Polish has six oral vowels (all monophthongs) and two nasal vowels. The oral vowels are /i/ (spelt i), /ɨ/ (spelt y), /ɛ/ (spelt e), /a/ (spelt a), /ɔ/ (spelt o) and /u/ (spelt u or ó). The nasal vowels are /ɛ̃/ (spelt ę) and /ɔ̃/ (spelt ą).

The Polish consonant system shows more complexity: its characteristic features include the series of affricates and palatal consonants that resulted from four Proto-Slavic palatalizations and two further palatalizations that took place in Polish and Belarusian. The full set of consonants, together with their most common spellings, can be presented as follows (although other phonological analyses exist):

Neutralization occurs between voiced–voiceless consonant pairs in certain environments: at the end of words (where devoicing occurs), and in certain consonant clusters (where assimilation occurs). For details, see Voicing and devoicing in the article on Polish phonology.

The stress falls generally on the penultimate (second-to-last) syllable of a polysyllabic word, although there are exceptions.

Orthography

The Polish alphabet derives from the Latin alphabet, but includes certain additional letters formed using diacritics. The Polish alphabet was one of two major forms of Latin-based orthography developed for Slavic languages, the other being Czech orthography. Slovak uses the Czech-based system, as do Slovene and Croatian; Kashubian uses a Polish-based system, while Sorbian blends the two.

▶ [Written problem a]: Return the part of the Polish language passage from "The Polish alphabet derives" up to and including "blends the two.", word for word.

▶ [Data section]:
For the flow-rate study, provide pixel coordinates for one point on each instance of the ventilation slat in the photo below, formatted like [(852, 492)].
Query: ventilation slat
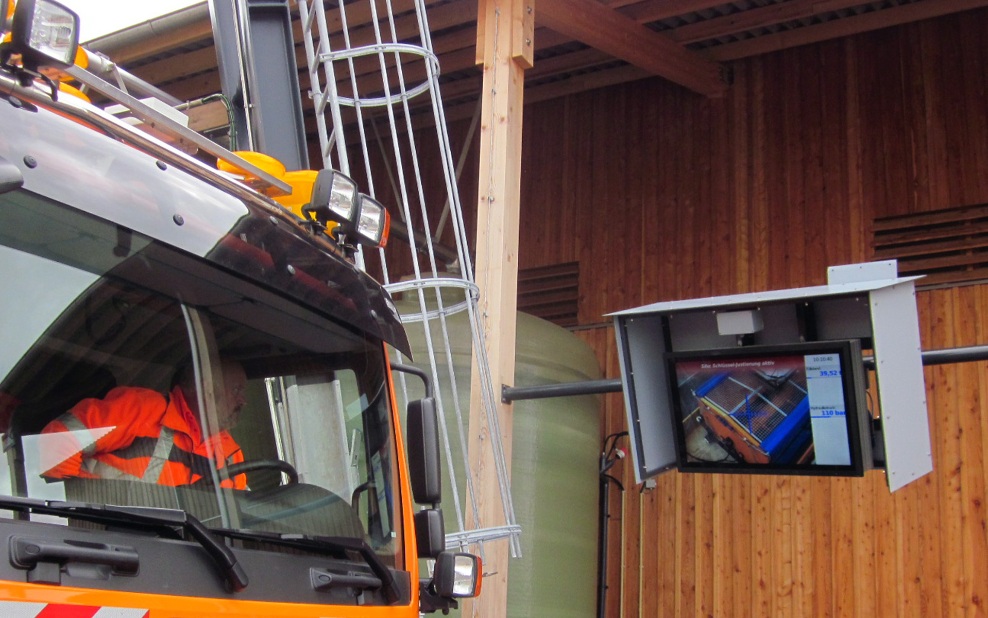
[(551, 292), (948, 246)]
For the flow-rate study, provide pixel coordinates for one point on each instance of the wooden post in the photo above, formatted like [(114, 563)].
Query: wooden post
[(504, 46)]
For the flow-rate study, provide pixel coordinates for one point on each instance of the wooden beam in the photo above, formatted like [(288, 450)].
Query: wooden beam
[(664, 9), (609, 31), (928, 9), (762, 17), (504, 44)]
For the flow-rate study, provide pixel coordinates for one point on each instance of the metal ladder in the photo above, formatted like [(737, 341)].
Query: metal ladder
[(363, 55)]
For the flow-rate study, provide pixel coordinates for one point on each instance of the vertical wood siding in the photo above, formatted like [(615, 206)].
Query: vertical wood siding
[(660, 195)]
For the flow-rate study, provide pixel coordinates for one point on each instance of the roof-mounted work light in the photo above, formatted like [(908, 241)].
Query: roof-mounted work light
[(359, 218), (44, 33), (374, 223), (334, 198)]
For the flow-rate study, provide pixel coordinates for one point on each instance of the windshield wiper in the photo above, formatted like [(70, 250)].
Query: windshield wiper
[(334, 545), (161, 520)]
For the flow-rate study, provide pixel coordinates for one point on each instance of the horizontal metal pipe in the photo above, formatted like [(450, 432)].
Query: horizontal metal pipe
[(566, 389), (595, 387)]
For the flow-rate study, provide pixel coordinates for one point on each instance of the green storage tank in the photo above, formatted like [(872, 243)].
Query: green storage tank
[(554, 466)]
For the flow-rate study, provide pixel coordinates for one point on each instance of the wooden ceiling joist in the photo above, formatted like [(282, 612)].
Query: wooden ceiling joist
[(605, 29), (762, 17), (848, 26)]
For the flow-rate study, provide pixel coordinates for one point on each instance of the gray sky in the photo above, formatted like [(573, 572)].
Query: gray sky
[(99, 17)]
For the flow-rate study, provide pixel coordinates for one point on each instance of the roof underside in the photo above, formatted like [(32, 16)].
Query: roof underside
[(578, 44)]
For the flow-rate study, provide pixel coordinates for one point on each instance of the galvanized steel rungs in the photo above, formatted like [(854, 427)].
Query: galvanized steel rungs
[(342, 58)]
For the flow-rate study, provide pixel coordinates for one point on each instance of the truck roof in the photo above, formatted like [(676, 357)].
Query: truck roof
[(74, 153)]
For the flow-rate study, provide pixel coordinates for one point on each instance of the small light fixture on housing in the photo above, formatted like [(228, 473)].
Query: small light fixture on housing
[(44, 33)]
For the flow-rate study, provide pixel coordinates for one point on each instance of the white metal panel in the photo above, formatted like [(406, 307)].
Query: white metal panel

* * *

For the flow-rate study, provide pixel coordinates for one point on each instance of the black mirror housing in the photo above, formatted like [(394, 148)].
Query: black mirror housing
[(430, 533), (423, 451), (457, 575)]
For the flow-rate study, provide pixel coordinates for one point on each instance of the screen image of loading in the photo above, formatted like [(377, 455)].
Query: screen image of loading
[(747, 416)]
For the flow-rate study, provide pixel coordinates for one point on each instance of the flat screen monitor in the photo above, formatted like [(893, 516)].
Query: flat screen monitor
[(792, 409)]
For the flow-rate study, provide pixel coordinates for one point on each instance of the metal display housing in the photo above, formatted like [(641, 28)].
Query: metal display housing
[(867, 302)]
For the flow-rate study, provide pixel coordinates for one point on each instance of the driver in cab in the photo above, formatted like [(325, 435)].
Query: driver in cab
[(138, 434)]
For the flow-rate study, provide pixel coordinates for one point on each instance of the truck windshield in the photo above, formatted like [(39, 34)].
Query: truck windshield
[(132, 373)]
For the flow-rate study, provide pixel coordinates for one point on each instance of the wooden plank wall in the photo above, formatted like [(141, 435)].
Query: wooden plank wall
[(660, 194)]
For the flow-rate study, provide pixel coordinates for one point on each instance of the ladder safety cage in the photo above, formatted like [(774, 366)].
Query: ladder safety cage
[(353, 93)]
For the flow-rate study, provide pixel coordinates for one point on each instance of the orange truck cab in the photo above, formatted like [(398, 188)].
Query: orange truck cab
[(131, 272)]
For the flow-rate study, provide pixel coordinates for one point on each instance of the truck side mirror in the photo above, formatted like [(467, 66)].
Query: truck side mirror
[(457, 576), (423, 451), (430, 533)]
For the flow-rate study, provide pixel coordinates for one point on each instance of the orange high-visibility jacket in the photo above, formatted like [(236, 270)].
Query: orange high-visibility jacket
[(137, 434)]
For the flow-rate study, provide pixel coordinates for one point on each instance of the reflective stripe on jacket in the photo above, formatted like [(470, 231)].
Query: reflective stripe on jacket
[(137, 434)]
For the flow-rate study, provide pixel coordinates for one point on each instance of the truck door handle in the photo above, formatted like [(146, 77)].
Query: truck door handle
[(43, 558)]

▶ [Written problem b]: Retype the lines in the first block of entries from the line with "like [(852, 492)]." up to and including the line with "[(363, 55)]", keeping every character unchanged. Leave the pictures out.

▶ [Problem solution a]:
The Polish alphabet derives from the Latin alphabet, but includes certain additional letters formed using diacritics. The Polish alphabet was one of two major forms of Latin-based orthography developed for Slavic languages, the other being Czech orthography. Slovak uses the Czech-based system, as do Slovene and Croatian; Kashubian uses a Polish-based system, while Sorbian blends the two.

▶ [Problem solution b]:
For the flow-rate study, provide pixel coordinates for one point on each instance of the ventilation slat in the photo below, formatted like [(852, 492)].
Query: ventilation slat
[(551, 292), (948, 246)]
For the flow-rate study, provide pixel coordinates for one point on each instance of the wooden post in the photo above, formatted like [(114, 563)].
Query: wooden post
[(504, 46)]
For the flow-rate study, provide pixel coordinates for one point on each instance of the wooden beam in the photo above, formatted like [(288, 450)].
Query: wooden beam
[(664, 9), (609, 31), (928, 9), (762, 17), (504, 44)]
For the flow-rate study, provide pixel coordinates for one point on each instance of the metal ladder in the photo above, formatted like [(737, 341)].
Query: metal ladder
[(363, 55)]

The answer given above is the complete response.